─── Supplied passage

Thus it is very well-perceived from the above discussion that RGB, HSV and YUV color spaces can produce various potential information distinct to each other which we finally aggregate to acquire more discriminative information i.e., segmentation masks. Thus, in this work, the U-Net models intend to learn complimentary information from these color spaces of the same input. After obtaining the segmentation maps from RGB, HSV and YUV color spaces using the proposed U-Net models, we apply the sum rule to obtain the final segmentation map. An illustrative diagram of the proposed U-Net model is given in Fig. 3.

Figure 3.

Figure 3

An illustrative diagram of the U-Net model used in this work.

──────

◆ **Exercise instructions**
(1) According to the passage on color-space segmentation, why do the U-Net models work on RGB, HSV and YUV versions of the same input? Answer in one to three sentences.
(2) Pick up the passage on color-space segmentation after the figure caption, and continue it for a paragraph.

─── Data block

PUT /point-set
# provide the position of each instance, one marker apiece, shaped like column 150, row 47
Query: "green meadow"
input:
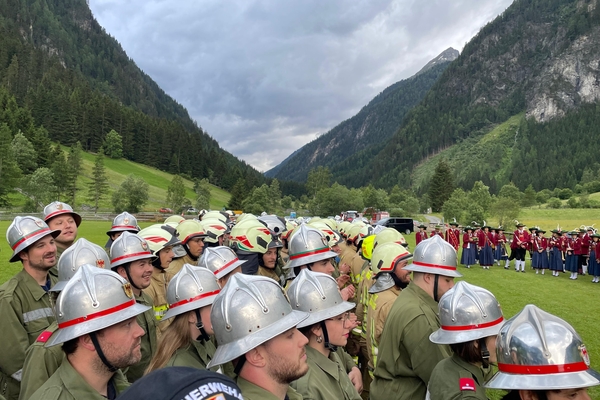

──────

◆ **The replies**
(1) The three color spaces each provide distinct information. Combining their segmentation results yields more discriminative segmentation masks, so the models learn complementary information from the three versions of one input.

(2)
Dilated U-Net

We compose the proposed network architecture with a contracting path (encoder) and an expansive path (decoder). The architecture has 4 blocks in each of the paths. We use an encoder to reduce the spatial dimensions of the inputs in every block, at the same time to increase the temporal dimension. Consequently, we use a decoder to increase spatial dimensions while decreasing the temporal dimension. As opposed to the original U-Net architecture described by Ronneberger et al.39, in this work, in each block we consider two levels of convolution with dilated filters40. The use of dilated convolutions allows us to capture multi-scale global information without increasing the filter size. This reduces the chances of overfitting by leaving out certain repetitive features. At the same time, this allows the network architecture to have a lesser number of trainable parameters. We sequentially reduce the dilation factor from 4 to 1 for the four blocks.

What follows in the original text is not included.